Image location labeling entries:
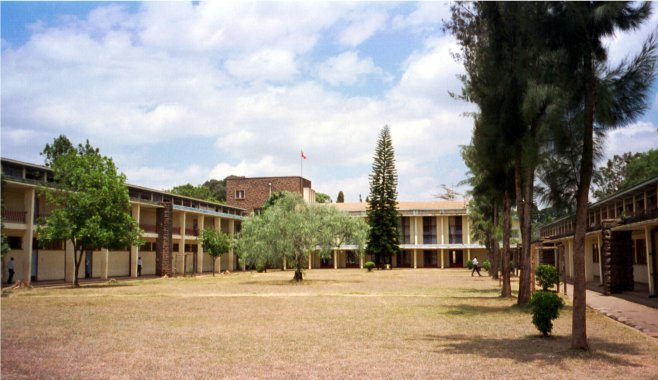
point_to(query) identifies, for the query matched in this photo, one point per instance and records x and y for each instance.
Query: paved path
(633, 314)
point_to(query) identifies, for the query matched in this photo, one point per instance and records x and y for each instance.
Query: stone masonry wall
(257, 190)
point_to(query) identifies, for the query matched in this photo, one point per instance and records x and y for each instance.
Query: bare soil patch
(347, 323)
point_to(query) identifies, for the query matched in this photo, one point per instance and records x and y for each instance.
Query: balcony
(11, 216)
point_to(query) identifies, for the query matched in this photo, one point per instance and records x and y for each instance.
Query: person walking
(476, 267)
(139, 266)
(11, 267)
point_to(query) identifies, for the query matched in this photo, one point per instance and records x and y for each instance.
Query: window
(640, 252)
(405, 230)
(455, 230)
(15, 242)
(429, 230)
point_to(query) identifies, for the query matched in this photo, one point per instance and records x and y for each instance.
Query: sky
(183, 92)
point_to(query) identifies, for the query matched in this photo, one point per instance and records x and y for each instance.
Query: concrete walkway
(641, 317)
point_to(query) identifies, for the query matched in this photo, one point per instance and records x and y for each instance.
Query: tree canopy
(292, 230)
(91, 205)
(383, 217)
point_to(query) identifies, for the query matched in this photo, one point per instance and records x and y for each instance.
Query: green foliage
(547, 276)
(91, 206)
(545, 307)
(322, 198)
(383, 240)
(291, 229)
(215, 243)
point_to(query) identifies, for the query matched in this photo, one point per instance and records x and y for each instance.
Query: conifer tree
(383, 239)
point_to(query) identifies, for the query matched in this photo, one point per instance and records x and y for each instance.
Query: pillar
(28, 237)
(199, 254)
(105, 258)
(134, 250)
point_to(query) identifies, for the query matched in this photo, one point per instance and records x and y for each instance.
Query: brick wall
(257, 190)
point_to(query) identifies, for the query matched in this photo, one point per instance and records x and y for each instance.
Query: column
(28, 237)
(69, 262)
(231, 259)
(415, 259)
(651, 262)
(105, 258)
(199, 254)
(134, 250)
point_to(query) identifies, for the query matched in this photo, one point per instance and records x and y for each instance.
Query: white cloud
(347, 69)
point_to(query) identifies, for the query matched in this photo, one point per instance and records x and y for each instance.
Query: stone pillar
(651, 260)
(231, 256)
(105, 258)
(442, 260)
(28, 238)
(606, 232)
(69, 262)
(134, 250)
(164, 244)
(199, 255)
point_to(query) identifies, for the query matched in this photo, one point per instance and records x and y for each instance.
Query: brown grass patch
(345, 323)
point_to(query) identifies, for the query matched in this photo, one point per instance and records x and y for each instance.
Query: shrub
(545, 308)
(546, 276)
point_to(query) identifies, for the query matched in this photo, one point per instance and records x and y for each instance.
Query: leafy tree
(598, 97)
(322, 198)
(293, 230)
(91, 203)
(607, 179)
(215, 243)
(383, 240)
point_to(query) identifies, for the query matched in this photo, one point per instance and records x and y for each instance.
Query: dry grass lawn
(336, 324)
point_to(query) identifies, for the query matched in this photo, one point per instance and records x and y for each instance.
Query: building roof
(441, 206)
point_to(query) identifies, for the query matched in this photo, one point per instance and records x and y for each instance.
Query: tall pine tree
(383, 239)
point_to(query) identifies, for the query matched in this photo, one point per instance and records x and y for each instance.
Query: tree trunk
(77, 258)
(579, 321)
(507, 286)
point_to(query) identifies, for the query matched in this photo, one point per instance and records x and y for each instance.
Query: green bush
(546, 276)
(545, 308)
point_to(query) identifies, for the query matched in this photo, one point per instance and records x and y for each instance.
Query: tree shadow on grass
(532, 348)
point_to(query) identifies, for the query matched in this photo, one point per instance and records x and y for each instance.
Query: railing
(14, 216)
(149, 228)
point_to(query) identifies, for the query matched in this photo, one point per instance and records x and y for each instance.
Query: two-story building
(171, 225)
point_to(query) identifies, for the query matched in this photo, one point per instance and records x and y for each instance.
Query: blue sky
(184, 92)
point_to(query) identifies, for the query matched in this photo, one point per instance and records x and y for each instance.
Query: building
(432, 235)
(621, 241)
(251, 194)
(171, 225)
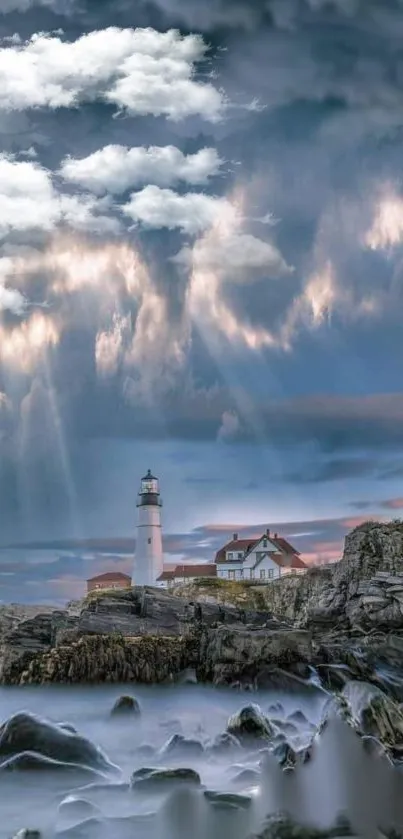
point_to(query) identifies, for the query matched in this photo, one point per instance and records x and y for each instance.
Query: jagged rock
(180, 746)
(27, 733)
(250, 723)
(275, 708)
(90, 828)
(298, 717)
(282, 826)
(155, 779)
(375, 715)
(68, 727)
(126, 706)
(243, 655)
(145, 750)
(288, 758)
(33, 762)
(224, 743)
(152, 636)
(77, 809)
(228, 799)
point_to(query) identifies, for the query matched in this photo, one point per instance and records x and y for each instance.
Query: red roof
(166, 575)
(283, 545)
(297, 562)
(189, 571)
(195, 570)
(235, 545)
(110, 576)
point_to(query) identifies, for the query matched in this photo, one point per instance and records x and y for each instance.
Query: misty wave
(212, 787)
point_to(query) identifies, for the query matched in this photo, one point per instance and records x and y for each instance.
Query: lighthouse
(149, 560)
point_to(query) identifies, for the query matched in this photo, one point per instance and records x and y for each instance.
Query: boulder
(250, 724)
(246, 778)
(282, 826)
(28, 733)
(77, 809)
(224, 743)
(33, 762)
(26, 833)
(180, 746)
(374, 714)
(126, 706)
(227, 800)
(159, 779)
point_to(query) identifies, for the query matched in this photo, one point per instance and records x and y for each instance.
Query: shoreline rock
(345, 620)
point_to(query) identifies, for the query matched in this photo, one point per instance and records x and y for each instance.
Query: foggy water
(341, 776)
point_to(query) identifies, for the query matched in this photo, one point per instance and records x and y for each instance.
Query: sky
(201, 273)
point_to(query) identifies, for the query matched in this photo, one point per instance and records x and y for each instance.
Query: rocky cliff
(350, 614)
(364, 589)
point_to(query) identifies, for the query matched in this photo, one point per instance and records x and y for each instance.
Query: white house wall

* * *

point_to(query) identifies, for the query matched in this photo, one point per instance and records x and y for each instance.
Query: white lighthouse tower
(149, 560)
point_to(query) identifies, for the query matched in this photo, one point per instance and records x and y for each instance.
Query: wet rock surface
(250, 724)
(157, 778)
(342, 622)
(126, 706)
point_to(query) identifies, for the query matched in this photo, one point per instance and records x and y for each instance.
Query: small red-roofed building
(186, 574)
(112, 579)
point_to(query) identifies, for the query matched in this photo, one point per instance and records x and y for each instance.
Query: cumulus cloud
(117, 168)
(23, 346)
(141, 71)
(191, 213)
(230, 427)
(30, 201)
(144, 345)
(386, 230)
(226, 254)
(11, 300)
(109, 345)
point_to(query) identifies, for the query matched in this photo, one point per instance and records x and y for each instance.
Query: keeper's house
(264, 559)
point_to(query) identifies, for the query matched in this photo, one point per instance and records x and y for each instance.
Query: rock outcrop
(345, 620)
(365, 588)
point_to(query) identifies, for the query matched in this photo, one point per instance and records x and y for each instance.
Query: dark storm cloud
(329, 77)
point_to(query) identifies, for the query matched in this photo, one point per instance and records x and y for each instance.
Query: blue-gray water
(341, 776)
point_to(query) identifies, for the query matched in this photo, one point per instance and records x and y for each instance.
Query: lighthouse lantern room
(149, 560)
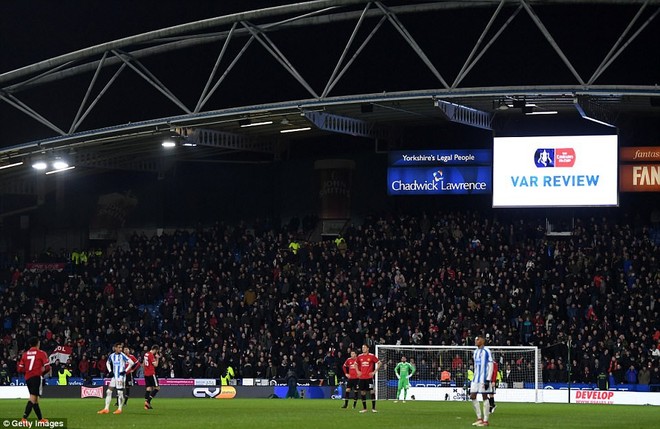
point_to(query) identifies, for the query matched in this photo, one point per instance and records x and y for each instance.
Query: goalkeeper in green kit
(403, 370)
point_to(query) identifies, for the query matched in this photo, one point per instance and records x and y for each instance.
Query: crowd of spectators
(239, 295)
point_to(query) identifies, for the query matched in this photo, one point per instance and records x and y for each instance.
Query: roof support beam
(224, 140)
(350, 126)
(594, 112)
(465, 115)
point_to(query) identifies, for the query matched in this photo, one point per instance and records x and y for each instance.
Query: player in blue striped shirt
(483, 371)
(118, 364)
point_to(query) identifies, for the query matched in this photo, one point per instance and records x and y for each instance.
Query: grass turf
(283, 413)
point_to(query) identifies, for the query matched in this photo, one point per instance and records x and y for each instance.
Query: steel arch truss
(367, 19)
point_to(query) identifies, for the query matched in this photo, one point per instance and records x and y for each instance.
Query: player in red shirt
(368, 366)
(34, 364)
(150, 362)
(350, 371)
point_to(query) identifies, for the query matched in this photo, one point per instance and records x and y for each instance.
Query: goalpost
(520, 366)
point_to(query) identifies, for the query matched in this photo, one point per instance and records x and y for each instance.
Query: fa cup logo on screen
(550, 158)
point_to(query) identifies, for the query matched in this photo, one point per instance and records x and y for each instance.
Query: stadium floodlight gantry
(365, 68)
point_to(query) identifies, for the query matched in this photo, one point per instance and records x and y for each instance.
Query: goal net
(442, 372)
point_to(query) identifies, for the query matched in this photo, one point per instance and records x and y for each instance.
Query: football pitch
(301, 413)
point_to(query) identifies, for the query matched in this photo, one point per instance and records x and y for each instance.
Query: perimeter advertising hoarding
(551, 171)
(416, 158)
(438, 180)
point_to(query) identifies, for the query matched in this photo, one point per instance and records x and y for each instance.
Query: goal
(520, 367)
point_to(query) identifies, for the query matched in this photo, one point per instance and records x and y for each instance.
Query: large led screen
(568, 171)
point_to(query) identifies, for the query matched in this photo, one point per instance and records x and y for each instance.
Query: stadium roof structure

Your objective:
Tally the lines in the rows above that contain the word "white". Give only the number.

Task answer:
3